:: SHORT EXERCISE A ::
Copy out every line of the listing that contains the word "segment".

:: DOCUMENT ::
Everyone today is talking about a band from Holland called Focus. They were on the Old Grey Whistle Test last night. Most in the Smokers Union shelter say how amazing that yodeling guy was. Some though, those I see wearing the ex-RAF great coats with an LP by the band stuck under their armpit, have a smug ‘told you’ smile and ignore our conversation.

Focus on The Old Grey Whistle Test.

It was very wet at PE time. Old Boot (gym teacher) decided it was too wet to play football. What?! This is Glasgow. Rangers, Celtic, Thistle, Clyde and Queens Park all manage to play ok.

Anyway – PE was switched indoors to the gym. Everyone has football boots – only a few also brought gym shoes. Those of us who hadn’t were lined up to get two of the belt! Old Boot got more exercise than any of us.

The tawse / belt / Lochgelly

Buses were late to pick us up at 4 o’clock. Had to stand out in the rain till they arrived. Trip home was a bit smelly.

Woods clearing ‘football pitch.’

Rain stops but did some studying for exams till teatime then out to the clearing in the woods for a game of football. Get chased by Mr McIlwham who says we shouldn’t be using trees as goalposts because they can feel the ball hitting against them. (Cuckoo!)  

Lucky we weren’t using a Mitre Mouldmaster, then is all I can say.

Mitre Mouldmaster

Well, that’s it – game’s a bogey! We tell Mr McIlwham that we’re off now to break some windows and scrawl graffiti.

See us kids, eh?!

Broken window
Graffiti

(Post by Colin ‘Jackie’ Jackson of Glasgow – March 2022)

______________________

diary of a pimply kid: memories of the late 60s & 70s – ‘Big’ School.

(*a little bit fact; a bit more fiction; much exaggerated.*)

Diary

Monday 10th August 1970 (aged 12 – only just.)

Didn’t finish my Ready Brek this morning – first day at big school, so tummy churning a bit. Been told all sorts of stories of what the 2nd Years would do to welcome us.

Excited about getting a bus to school. (You can read Paul’s wonderful account of this, here.)
Met pals at The Cooperative Shop in the village. Lots of the older boys from the village gang were there. I know several of them so it was ok even though they were a bit boisterous.

Bus – Alexander Midland

Tried to get on the top deck of the bus but seems there is some kind of hyer highera order about where you are meant to sit. Got bundled down to the lower deck. The conductress seemed a bit stressed.

:: SHORT EXERCISE B ::
Decide whether each statement agrees with the diary, answering yes or no and quoting the words of the diary that settle it: (i) PE was moved into the gym because of the wet weather. (ii) The buses came on time at 4 o’clock. (iii) The writer got a seat on the top deck of the bus.

:: THE DATA ::
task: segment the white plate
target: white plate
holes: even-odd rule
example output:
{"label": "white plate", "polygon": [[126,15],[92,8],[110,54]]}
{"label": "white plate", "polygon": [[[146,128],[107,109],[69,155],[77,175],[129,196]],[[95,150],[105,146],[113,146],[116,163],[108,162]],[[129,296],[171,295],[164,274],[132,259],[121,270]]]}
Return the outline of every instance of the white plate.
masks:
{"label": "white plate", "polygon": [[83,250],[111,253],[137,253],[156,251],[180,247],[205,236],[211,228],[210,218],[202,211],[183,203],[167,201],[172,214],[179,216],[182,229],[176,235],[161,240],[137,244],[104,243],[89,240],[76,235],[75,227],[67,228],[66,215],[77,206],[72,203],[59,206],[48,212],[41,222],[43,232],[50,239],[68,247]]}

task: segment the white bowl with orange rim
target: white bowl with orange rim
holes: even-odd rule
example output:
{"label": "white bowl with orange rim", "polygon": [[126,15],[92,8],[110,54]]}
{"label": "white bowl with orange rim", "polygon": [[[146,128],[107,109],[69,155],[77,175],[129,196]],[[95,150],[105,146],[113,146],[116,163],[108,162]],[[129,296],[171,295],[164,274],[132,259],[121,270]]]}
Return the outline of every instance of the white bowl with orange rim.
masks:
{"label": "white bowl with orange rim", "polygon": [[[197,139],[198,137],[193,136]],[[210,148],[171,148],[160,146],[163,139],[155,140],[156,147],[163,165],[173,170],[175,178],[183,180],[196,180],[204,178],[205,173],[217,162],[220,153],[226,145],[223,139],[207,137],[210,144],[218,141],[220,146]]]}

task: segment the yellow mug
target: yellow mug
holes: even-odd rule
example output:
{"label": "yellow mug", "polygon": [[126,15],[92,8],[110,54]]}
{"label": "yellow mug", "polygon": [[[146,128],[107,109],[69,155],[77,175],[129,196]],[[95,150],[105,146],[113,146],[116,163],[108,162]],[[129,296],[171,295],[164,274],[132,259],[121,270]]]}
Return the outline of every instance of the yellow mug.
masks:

:: CORRECT RESPONSE A ::
task: segment the white plate
task: segment the white bowl with orange rim
task: segment the yellow mug

:: CORRECT RESPONSE B ::
(i) Yes: "Anyway – PE was switched indoors to the gym."
(ii) No: "Buses were late to pick us up at 4 o’clock."
(iii) No: "Got bundled down to the lower deck."